-- PASSAGE PROVIDED --
Madras High Court|06 September, 2017

JUDGMENT / ORDER

Heard Mr.A.Mohamed Ismail, learned counsel appearing for the petitioner and Mr.S.Gunasekaran, learned Additional Government Pleader appearing for the respondents 1 and 2.
2. The charge memo issued against the writ petitioner under Rule 17 (b) of the Tamil Nadu Civil Services (Discipline and Appeal) Rules in proceedings dated 07.06.2011, issued by the second respondent, is under challenge in this writ petition. A further direction is also sought for to promote the petitioner to the post of Tahsildar, on par with his juniors from the date of promotion of his immediate juniors with all monetary and attendant benefits.
3. The learned counsel appearing for the writ petitioner made a submission that the writ petitioner joined as Junior Assistant on 01.03.1993 through Tamil Nadu Public Service Commission. Further, the writ petitioner has completed 22 years of unblemished service and earlier there was no disciplinary proceedings. Subsequently, the writ petitioner was promoted to the post of Deputy Tahsildar and thereafter, on account of certain allegations, a charge memo was issued in proceedings dated 07.06.2011, in relation to certain financial irregularities. However, the writ petitioner had submitted his explanation to the charge memo and an enquiry was conducted and the writ petitioner participated in the process of departmental domestic enquiry proceedings. The learned counsel for the petitioner states that the enquiry proceedings were completed and the report was also submitted by the Enquiry Officer. The writ petitioner had received the copy of the enquiry report and thereafter furnished his reply/objections on the enquiry report. The disciplinary proceeding stands at this point and the writ petition has been moved challenging the very charge memo issued on 07.06.2011.

-- ENTRIES --
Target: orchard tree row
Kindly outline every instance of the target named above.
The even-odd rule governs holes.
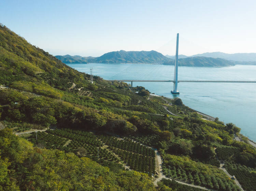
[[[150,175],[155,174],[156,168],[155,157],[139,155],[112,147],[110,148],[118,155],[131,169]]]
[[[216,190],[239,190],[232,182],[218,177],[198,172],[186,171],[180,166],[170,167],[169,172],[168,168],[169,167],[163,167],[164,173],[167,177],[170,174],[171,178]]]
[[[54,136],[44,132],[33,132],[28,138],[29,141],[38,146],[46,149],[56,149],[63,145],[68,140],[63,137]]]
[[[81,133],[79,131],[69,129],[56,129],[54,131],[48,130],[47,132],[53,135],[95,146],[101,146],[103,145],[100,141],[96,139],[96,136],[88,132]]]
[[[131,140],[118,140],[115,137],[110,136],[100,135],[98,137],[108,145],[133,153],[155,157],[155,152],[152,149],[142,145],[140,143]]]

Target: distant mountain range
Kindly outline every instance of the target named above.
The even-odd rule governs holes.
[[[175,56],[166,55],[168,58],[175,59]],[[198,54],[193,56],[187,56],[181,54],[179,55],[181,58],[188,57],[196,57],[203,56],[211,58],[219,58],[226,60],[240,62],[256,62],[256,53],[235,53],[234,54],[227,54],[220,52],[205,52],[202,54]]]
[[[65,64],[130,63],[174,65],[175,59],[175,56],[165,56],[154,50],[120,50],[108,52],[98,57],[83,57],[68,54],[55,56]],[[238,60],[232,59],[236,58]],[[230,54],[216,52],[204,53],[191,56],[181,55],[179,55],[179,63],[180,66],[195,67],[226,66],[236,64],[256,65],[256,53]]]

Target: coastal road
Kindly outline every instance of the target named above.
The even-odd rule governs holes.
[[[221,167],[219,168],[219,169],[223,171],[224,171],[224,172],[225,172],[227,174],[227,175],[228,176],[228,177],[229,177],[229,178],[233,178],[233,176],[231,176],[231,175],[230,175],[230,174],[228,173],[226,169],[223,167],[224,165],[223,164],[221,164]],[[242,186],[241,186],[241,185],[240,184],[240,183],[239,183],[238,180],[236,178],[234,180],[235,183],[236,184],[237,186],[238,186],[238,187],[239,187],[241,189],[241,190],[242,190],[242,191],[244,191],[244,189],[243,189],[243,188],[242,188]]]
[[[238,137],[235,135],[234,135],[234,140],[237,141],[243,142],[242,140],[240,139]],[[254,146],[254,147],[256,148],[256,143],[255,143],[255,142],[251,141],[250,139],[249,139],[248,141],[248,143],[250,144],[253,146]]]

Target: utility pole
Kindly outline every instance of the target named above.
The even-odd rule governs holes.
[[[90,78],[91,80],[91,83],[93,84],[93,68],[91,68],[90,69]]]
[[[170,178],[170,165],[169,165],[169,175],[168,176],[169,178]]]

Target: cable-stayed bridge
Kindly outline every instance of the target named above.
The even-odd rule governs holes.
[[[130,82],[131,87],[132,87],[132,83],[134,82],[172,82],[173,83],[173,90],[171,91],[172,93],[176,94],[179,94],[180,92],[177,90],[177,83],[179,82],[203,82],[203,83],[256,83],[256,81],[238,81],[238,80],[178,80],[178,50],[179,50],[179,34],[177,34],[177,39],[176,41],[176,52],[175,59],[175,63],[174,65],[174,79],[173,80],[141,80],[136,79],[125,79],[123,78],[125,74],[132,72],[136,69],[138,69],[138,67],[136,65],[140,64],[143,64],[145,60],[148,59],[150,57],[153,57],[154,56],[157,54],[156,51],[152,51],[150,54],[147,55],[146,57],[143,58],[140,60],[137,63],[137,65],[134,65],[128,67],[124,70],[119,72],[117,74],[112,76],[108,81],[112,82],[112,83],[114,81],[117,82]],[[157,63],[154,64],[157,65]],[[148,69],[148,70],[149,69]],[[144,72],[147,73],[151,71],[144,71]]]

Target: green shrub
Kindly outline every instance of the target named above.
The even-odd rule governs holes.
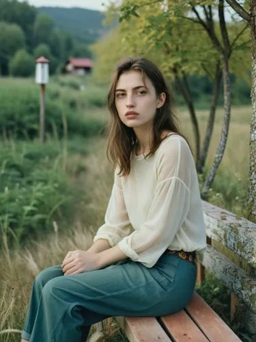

-- TO DO --
A – In the Madras High Court order, duplicate the text between "Madras High Court|06" and "and attendant benefits.", inclusive.
B – According to the Madras High Court order, on what date did the petitioner join as Junior Assistant?
C – Extend the Madras High Court order past its final sentence.
The records are separate material from the court order.

-- EXERCISE RESPONSES --
A –
Madras High Court|06 September, 2017

JUDGMENT / ORDER

Heard Mr.A.Mohamed Ismail, learned counsel appearing for the petitioner and Mr.S.Gunasekaran, learned Additional Government Pleader appearing for the respondents 1 and 2.
2. The charge memo issued against the writ petitioner under Rule 17 (b) of the Tamil Nadu Civil Services (Discipline and Appeal) Rules in proceedings dated 07.06.2011, issued by the second respondent, is under challenge in this writ petition. A further direction is also sought for to promote the petitioner to the post of Tahsildar, on par with his juniors from the date of promotion of his immediate juniors with all monetary and attendant benefits.

B – 01.03.1993

C –
4. The learned counsel for the petitioner submits that the enquiry report was submitted in the year 2012 itself and the further explanation was also submitted by the writ petitioner. Thus, there is a delay in passing the final orders in the disciplinary proceedings and on that ground also the charge memo is to be quashed. Secondly, the writ petitioner earlier filed a Writ Petition in W.P.No.30239 of 2013 seeking a direction to the respondents to consider and take appropriate decision on the report of the Enquiry Officer and consequently to direct the second respondent to promote the writ petitioner as Tahsildar. This Court passed a final order on 08.11.2013, which is extracted hereunder:
6. Under such circumstances, the first respondent is directed to take appropriate decision on the enquiry report on its own merits, in respect of which the petitioner submitted his reply to the second respondent and the same was also forwarded to the first respondent, within a period of twelve weeks from the date of receipt of a copy of this order.
5. Relying on the judgment of the Division Bench in the case of State of Tamil Nadu, represented by its Secretary to Government, Personnel and Administrative Reforms (Q) Department vs. T.Ranganathan, reported in (2010) 3 MLJ 625, the learned counsel for the petitioner states that the directions issued by this Court earlier in W.P.No.30239 of 2013 has not been complied with by the respondents. Non compliance of the earlier direction for completing the disciplinary proceedings by the respondent is also a ground to quash the entire disciplinary proceedings including the charge memo. On these two grounds, the writ petitioner pleads quashing of the charge memo.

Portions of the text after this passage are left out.